▶ _Task to complete_: Your task is to copy each line in the listing that includes the word "JSON".

▶ _Extracted entries_:
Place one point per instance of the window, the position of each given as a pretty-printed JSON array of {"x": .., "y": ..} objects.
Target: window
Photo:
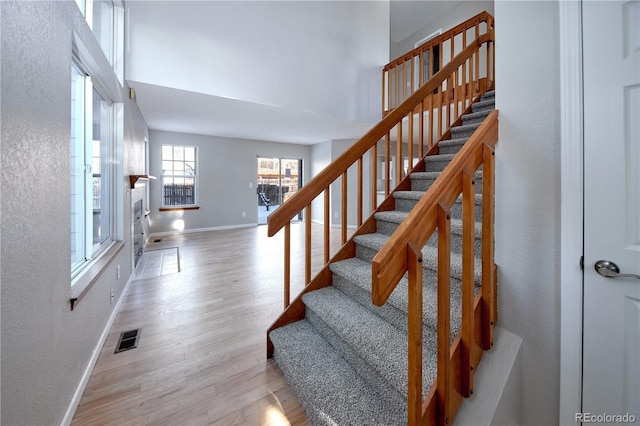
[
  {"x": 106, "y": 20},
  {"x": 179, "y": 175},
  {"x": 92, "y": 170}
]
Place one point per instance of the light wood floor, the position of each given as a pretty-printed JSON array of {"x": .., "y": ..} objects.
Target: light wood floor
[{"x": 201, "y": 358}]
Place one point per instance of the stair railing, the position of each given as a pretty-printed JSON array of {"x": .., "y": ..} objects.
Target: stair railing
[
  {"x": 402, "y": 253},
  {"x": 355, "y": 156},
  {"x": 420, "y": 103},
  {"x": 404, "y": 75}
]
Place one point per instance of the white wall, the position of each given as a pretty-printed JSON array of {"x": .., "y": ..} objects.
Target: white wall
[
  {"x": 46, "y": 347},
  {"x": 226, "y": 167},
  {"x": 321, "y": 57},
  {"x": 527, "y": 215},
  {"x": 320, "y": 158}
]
...
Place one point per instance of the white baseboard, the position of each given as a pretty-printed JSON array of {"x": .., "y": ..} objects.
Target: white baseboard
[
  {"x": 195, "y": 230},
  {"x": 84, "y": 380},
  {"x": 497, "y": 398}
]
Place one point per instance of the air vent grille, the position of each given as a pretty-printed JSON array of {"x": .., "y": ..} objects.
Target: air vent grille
---
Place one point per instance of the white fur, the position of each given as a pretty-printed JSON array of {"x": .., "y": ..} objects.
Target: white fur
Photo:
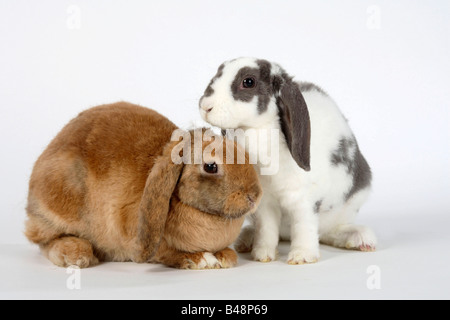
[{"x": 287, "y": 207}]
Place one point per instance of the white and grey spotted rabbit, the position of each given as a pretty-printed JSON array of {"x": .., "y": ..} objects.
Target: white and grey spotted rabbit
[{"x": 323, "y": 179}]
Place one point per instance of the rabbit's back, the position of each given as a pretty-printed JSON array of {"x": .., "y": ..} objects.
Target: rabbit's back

▶ _Result_:
Place one point per instance of the window, the position of each given as a pretty-printed JSON array of {"x": .., "y": ..} objects.
Place one point per instance of the light wood floor, the position of each given as a pretty-printed JSON array of {"x": .., "y": ..} objects.
Place one point per instance of the stair railing, the position of each given as a pretty-printed JSON array of {"x": .., "y": ..} objects.
Place one point per instance of the white wall, the position of each given as a pretty-printed JSON array of {"x": .., "y": ..} objects.
Place one point per instance of the white baseboard, the position of each given as a pretty-printed JSON array of {"x": .., "y": ..} objects.
Place one point per instance of the air vent grille, the position of each given as a pretty-printed JSON array of {"x": .., "y": ..} objects.
Place one point per instance of the white fur, the position of each given as a pretty-printed JSON array of {"x": .., "y": ..} objects.
Place one point per instance of the white and grey spotted rabbit, the position of each given as a pretty-printed JSON array of {"x": .., "y": ..} objects.
Place one point per instance of the rabbit's back, the position of each given as a pretty-printed JSON array of {"x": .., "y": ..} objects.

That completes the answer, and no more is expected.